• What the exercise asks
How many lines of the listing below contain the string "wooden"? Match case exactly and give only the number.

• Data for the task
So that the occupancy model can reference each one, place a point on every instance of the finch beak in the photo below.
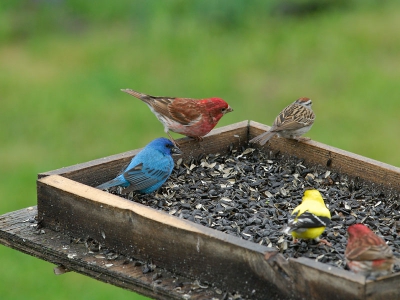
(229, 109)
(176, 151)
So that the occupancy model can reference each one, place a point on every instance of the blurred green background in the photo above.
(63, 63)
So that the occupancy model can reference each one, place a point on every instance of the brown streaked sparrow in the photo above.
(292, 122)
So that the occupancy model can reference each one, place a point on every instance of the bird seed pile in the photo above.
(250, 194)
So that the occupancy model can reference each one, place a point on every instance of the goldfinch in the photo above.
(309, 219)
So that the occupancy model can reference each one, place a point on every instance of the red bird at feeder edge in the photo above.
(191, 117)
(368, 254)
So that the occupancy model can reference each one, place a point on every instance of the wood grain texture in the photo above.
(16, 232)
(331, 158)
(175, 244)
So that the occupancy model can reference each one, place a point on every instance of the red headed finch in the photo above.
(366, 253)
(293, 121)
(191, 117)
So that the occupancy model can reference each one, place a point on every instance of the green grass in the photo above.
(63, 64)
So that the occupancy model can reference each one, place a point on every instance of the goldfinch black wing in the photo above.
(307, 220)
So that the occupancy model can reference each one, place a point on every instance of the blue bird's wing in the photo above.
(142, 177)
(307, 220)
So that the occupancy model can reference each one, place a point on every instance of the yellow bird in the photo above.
(309, 219)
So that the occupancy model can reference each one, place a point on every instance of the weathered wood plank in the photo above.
(333, 158)
(18, 233)
(387, 287)
(139, 231)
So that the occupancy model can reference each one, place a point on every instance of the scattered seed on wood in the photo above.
(250, 194)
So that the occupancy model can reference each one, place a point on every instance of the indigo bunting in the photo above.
(148, 170)
(191, 117)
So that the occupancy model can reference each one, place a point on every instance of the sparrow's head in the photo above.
(304, 101)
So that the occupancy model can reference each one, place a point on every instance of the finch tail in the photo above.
(114, 182)
(143, 97)
(263, 138)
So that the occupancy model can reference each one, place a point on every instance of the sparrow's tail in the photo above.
(119, 180)
(263, 138)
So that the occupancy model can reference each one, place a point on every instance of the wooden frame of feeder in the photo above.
(67, 203)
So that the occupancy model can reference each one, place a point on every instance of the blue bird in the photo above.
(148, 170)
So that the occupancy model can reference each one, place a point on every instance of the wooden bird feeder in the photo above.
(69, 206)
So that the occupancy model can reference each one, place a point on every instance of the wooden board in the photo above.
(67, 202)
(16, 231)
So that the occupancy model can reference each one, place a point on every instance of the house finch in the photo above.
(191, 117)
(292, 122)
(148, 170)
(309, 219)
(366, 253)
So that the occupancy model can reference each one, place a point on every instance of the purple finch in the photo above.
(366, 253)
(191, 117)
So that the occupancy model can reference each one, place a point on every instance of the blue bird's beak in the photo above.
(176, 151)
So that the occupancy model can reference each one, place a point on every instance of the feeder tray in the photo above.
(69, 205)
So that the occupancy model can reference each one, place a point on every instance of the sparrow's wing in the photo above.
(141, 177)
(293, 117)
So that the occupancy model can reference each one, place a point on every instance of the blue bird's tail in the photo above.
(119, 180)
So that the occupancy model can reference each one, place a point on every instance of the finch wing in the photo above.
(141, 177)
(361, 251)
(307, 220)
(293, 117)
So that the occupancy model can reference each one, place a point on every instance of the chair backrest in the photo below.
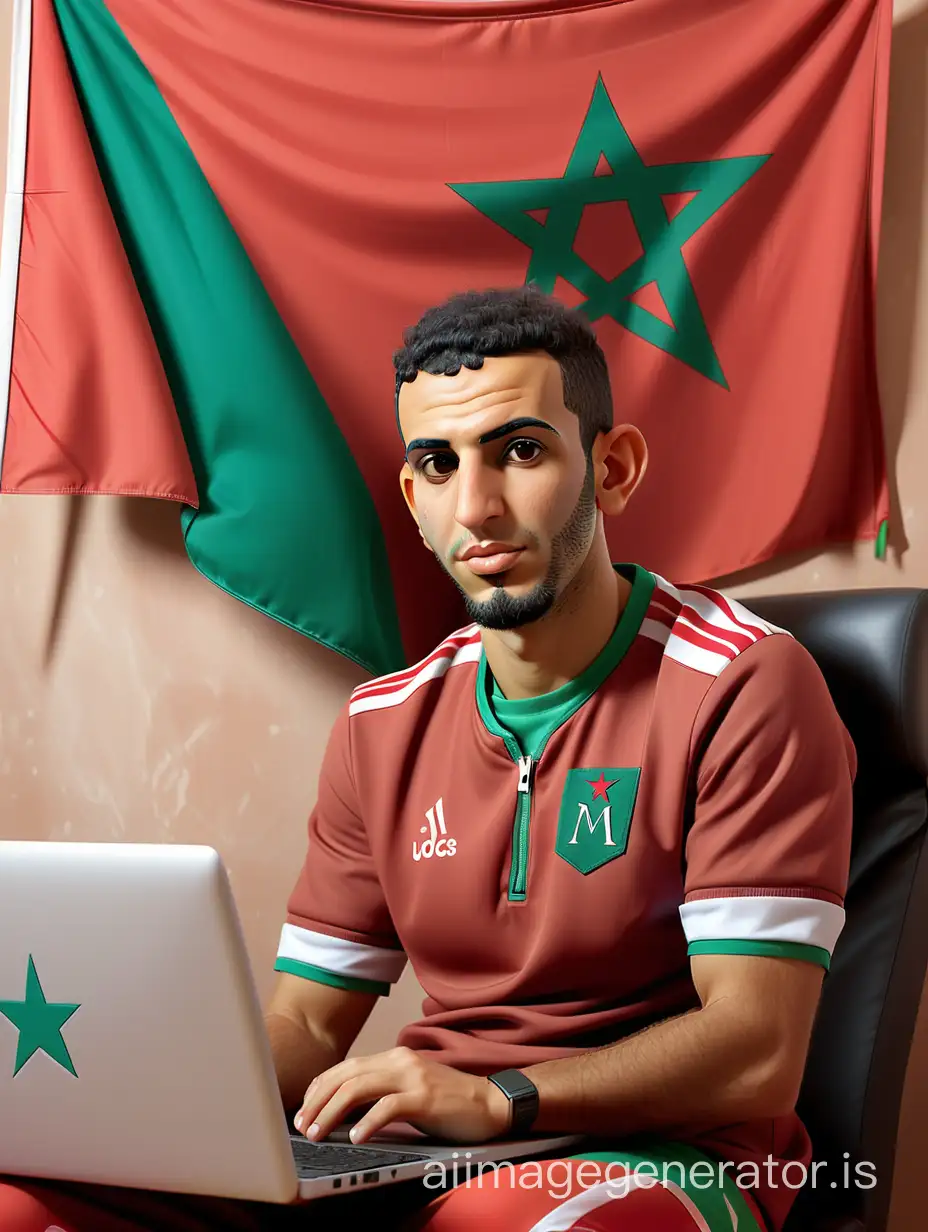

• Task output
3